• Image region outline data:
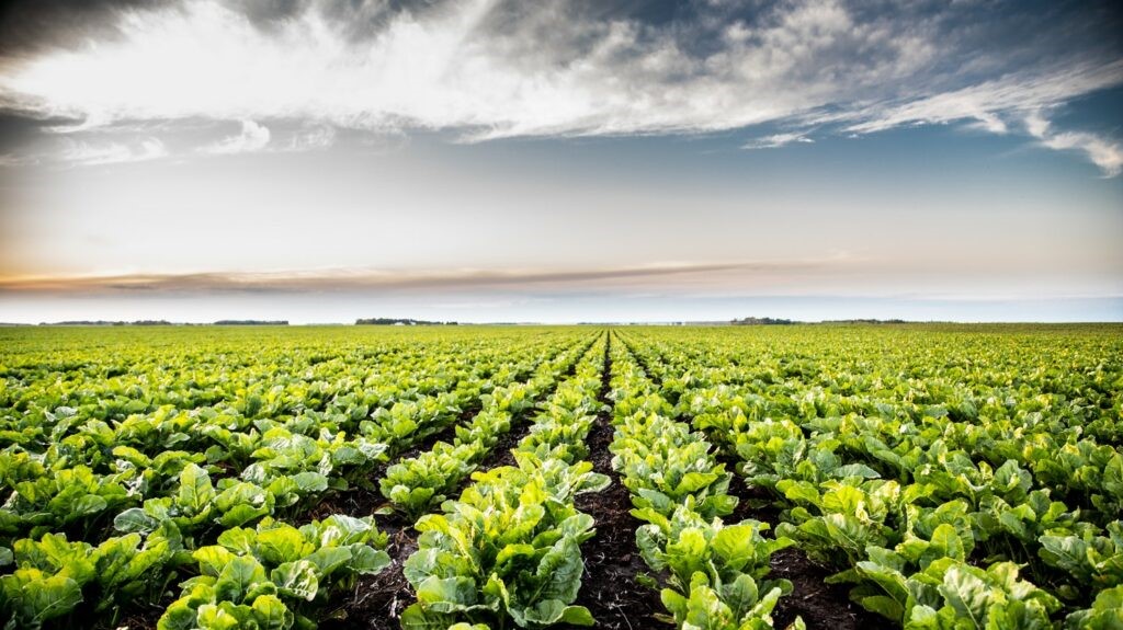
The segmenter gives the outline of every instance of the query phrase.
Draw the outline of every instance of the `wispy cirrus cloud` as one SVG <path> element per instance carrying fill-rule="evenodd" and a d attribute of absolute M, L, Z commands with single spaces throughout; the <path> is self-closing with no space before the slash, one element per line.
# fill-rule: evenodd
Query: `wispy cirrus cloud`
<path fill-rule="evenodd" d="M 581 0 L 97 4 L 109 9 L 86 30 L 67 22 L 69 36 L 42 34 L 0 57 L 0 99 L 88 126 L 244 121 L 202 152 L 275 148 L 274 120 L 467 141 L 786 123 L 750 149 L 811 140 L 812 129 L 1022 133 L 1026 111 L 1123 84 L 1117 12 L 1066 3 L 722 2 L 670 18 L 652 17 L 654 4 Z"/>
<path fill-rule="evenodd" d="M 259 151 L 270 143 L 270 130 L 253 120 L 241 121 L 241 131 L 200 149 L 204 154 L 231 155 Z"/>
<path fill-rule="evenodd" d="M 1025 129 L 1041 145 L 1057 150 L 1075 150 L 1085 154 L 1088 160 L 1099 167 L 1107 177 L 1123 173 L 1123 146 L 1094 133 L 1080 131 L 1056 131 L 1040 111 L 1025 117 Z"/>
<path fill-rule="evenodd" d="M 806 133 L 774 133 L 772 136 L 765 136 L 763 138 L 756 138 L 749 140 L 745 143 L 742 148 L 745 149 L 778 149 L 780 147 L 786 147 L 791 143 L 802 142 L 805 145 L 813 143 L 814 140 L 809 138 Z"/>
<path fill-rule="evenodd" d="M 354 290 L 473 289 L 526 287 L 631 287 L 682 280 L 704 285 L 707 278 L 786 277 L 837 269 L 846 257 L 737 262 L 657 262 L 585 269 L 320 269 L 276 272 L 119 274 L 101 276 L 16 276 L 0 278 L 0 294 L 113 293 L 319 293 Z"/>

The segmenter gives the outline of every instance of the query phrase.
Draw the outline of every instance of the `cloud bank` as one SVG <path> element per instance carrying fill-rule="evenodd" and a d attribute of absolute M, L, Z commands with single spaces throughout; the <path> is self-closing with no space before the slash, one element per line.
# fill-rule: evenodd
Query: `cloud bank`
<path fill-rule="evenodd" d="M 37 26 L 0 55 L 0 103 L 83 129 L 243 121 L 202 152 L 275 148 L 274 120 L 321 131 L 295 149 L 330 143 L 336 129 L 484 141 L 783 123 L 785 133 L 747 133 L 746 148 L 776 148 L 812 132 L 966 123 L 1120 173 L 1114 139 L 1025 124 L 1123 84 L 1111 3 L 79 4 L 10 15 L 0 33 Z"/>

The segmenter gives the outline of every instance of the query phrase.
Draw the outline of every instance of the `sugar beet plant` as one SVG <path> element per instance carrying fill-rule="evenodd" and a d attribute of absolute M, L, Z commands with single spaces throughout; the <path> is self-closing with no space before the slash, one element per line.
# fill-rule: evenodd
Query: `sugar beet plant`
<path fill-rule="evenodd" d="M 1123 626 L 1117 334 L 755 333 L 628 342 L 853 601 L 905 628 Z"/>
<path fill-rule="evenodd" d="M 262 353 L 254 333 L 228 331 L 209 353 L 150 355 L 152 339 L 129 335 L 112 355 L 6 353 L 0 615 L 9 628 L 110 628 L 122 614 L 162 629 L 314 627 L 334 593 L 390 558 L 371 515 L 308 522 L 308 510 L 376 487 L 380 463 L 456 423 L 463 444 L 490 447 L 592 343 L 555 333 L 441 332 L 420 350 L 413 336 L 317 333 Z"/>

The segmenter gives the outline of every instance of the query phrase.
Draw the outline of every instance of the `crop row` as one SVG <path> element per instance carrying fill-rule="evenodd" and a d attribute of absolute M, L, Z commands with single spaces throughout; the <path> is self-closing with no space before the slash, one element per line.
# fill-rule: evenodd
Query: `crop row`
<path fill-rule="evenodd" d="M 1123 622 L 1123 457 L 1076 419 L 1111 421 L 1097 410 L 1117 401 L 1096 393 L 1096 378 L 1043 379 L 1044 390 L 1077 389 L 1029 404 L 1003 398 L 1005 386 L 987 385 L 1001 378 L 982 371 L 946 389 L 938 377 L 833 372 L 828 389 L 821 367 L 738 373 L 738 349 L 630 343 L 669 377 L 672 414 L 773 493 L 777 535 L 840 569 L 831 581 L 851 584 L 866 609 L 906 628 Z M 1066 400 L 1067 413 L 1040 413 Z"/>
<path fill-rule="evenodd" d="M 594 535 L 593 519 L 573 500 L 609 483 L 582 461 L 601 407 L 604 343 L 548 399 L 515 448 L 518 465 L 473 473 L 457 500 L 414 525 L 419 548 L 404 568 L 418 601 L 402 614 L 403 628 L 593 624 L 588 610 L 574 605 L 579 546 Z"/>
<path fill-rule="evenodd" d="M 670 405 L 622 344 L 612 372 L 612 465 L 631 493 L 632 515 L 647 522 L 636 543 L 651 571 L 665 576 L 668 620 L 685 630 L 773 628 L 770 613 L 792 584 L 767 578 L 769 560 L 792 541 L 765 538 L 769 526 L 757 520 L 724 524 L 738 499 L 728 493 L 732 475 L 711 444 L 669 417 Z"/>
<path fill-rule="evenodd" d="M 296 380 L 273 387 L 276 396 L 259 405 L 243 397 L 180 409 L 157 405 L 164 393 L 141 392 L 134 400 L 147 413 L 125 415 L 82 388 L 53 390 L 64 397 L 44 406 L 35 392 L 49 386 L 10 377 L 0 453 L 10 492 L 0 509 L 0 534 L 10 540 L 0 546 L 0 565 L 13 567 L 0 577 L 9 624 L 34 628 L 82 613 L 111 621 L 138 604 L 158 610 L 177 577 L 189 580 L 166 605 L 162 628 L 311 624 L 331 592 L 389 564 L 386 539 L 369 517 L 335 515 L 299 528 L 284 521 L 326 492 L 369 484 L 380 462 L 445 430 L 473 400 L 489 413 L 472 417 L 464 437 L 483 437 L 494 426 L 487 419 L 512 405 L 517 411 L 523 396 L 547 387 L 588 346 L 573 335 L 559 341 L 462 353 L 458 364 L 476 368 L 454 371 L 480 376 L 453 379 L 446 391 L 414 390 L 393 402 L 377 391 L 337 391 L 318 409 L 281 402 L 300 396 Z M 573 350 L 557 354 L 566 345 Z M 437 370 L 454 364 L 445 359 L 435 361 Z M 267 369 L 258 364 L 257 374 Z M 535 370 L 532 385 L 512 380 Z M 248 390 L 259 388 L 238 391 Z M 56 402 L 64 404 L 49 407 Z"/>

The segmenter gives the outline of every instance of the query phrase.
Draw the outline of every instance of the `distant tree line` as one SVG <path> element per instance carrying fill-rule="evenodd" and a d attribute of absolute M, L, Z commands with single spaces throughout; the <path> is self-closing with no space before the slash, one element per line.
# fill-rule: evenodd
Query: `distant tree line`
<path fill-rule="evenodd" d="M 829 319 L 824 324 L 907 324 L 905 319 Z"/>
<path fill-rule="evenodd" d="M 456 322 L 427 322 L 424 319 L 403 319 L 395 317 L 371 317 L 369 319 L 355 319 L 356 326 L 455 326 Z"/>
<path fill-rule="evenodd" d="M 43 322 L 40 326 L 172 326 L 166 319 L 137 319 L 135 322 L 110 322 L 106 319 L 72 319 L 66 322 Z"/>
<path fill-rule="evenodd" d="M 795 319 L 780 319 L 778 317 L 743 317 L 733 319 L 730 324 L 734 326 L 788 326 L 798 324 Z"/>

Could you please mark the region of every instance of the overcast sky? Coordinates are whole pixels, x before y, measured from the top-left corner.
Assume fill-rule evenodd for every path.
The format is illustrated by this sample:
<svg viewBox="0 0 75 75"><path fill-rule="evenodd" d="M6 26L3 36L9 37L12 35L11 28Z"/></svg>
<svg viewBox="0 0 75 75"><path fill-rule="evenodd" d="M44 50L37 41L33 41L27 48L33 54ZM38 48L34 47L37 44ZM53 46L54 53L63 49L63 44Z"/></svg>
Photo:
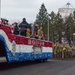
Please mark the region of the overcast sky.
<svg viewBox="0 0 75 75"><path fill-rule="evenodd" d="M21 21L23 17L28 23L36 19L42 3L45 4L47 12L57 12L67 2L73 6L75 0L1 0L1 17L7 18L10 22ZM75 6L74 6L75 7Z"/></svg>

• Stated task: Recast the lines in the data above, from the one containing "Could you please" through the one containing "The format is", as a JSON list of strings with one string per line and blank lines omitted.

• Result:
[
  "Could you please mark the region of every instance of the overcast sky? Coordinates are whole pixels, x before y, measured from the top-left corner.",
  "Assume fill-rule evenodd for every path.",
  "The format is illustrated by this sample:"
]